▶ [DATA SECTION]

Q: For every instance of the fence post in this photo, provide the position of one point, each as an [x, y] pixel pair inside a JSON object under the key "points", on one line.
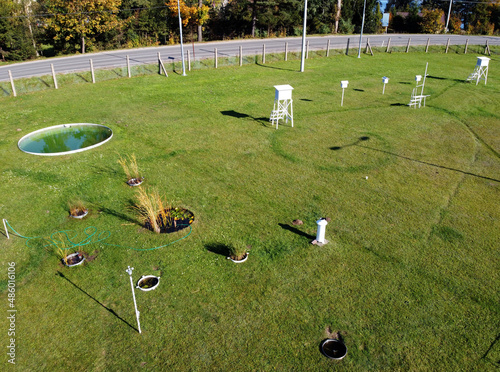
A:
{"points": [[162, 66], [92, 71], [12, 84], [54, 76]]}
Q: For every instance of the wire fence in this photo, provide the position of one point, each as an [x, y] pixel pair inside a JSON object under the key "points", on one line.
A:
{"points": [[15, 87]]}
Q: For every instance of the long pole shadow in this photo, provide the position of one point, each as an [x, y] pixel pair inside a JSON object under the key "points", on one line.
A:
{"points": [[107, 308], [296, 231], [497, 363], [365, 138]]}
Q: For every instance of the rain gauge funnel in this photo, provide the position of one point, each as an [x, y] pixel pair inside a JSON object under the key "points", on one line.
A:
{"points": [[480, 71], [320, 234], [283, 104]]}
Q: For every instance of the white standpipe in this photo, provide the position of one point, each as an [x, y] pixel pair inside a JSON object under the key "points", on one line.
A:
{"points": [[5, 227], [129, 271], [320, 234]]}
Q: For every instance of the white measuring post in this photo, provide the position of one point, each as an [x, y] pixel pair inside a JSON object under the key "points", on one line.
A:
{"points": [[385, 80], [5, 227], [129, 271], [283, 104], [343, 85], [416, 98], [320, 234], [480, 71]]}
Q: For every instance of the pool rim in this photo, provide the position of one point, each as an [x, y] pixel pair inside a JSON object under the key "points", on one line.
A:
{"points": [[64, 152]]}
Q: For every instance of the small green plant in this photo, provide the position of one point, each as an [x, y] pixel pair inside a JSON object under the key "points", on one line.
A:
{"points": [[237, 250], [130, 167], [77, 207]]}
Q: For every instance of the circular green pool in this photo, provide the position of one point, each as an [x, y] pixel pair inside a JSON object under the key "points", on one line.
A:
{"points": [[65, 139]]}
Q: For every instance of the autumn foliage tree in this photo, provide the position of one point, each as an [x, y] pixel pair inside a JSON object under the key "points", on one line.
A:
{"points": [[432, 21], [79, 21], [195, 15]]}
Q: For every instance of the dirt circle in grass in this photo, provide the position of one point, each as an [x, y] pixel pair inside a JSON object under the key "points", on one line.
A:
{"points": [[172, 220]]}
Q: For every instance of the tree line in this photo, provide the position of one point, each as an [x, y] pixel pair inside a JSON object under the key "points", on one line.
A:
{"points": [[30, 28]]}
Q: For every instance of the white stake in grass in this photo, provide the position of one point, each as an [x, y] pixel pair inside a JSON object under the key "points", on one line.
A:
{"points": [[129, 271], [385, 80], [5, 227], [343, 85]]}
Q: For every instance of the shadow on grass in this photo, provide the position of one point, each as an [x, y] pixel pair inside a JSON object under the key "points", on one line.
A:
{"points": [[88, 295], [485, 356], [218, 248], [296, 231], [440, 78], [239, 115], [356, 143], [121, 216]]}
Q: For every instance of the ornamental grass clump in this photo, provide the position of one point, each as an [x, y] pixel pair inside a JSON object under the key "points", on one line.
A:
{"points": [[152, 209], [131, 169]]}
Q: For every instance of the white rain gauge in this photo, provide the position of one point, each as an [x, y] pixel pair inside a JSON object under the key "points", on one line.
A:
{"points": [[283, 104], [320, 233], [480, 71], [385, 80], [343, 85], [129, 272], [418, 98]]}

▶ [SET TASK] Quote every record above exactly, leaving out any pictures.

▶ [WRITTEN RESPONSE]
Q: For every instance of the fence post in this photo, provide the position of one point, each as an [x, y] pixel pair inside a JSON object under the key "points", on one line.
A:
{"points": [[162, 66], [92, 71], [12, 84], [54, 76]]}
Q: For every instance of the wire fence in this photo, provide the position of one point, each as an [x, y] pixel pair inside a JSON object under the key "points", on one line.
A:
{"points": [[15, 87]]}
Q: For every instance of the long pole shadow in this photo, provide the position of one point, each as an [x, y] pixel pair inside a JSON object under the key "points", on one line.
A:
{"points": [[107, 308], [296, 231], [497, 363], [365, 138]]}
Q: For every instance of the rain gauge funnel in this photo, provide the position of one point, each as an [x, y] pixel pair inside a JSON object under the key "points", on one line.
A:
{"points": [[480, 71], [320, 234], [283, 104]]}
Q: For every instance of the white standpipe in this photo, provide the position of one point, each as an [x, y] pixel pair inside a JSON object under the key "points", on one line.
A:
{"points": [[5, 227], [129, 271], [320, 234]]}
Q: For every instance of the white measuring post in this photo, provide the position of one point, each as an [x, y] pixel pair inside a JSON object under the key "points", on one line.
A:
{"points": [[385, 80], [5, 227], [129, 271], [283, 104], [343, 85], [416, 98], [320, 234], [480, 71]]}
Q: For every instance of the pool rim in this photo, provide the position of one point, each as an [x, y] pixel pair inside a JSON object under the key "points", on one line.
A:
{"points": [[64, 152]]}
Q: For every instance of the small green plant in this photo, provide the position of one point, each as an [x, y] pixel pair inside a JSON object under the key "points", on one line.
A:
{"points": [[237, 250], [130, 167], [77, 207]]}
Q: For every instance of the circular green pool in this photo, provide the position of one point, each as an [x, y] pixel pair inside a JSON object under the key "points", on one line.
A:
{"points": [[65, 139]]}
Q: For every instance of the autumn foliage tree in this photo, provide the position of one point, each as an [x, y] pixel pair inside a JSON object under the key "points", on one line.
A:
{"points": [[432, 21], [79, 21], [195, 15]]}
Q: For every instance of the dirt circle in grass in this photo, provide the position of one point, each as an [x, y] pixel pair inside a JSON object under the key "points", on one line.
A:
{"points": [[172, 220]]}
Q: For every instance of the tree line in this photo, provide the position of one point, each as an [x, y] pixel pair inside a JSON object under the key "points", on one line.
A:
{"points": [[30, 28]]}
Q: For every instance of the white stake in grass in this photo, provide the position of one point, each as an [x, y] pixel pair inside a JSON object under the key "points", on one line.
A:
{"points": [[129, 271], [385, 80], [5, 227], [343, 85]]}
Q: For every instance of the shadow on grass in this photo, provide the position of one point, each as an [x, y] pixel pair inside a JSON object under the key "points", on one line.
A:
{"points": [[88, 295], [485, 356], [218, 248], [296, 231], [440, 78], [239, 115], [356, 143], [121, 216]]}
Q: For every instance of the ornamental grass clump in this photo, provide the position of one point, each as an [x, y] pixel pair inside a JSON object under the key "points", on one line.
A:
{"points": [[152, 209], [131, 169]]}
Q: For every instance of the white rain gauge in this photo, provide the position of one point, each as an [x, y] pixel pair inside a JSON object under the key "points", on one line.
A:
{"points": [[283, 104], [320, 233], [480, 71], [385, 80], [343, 85], [129, 272], [418, 98]]}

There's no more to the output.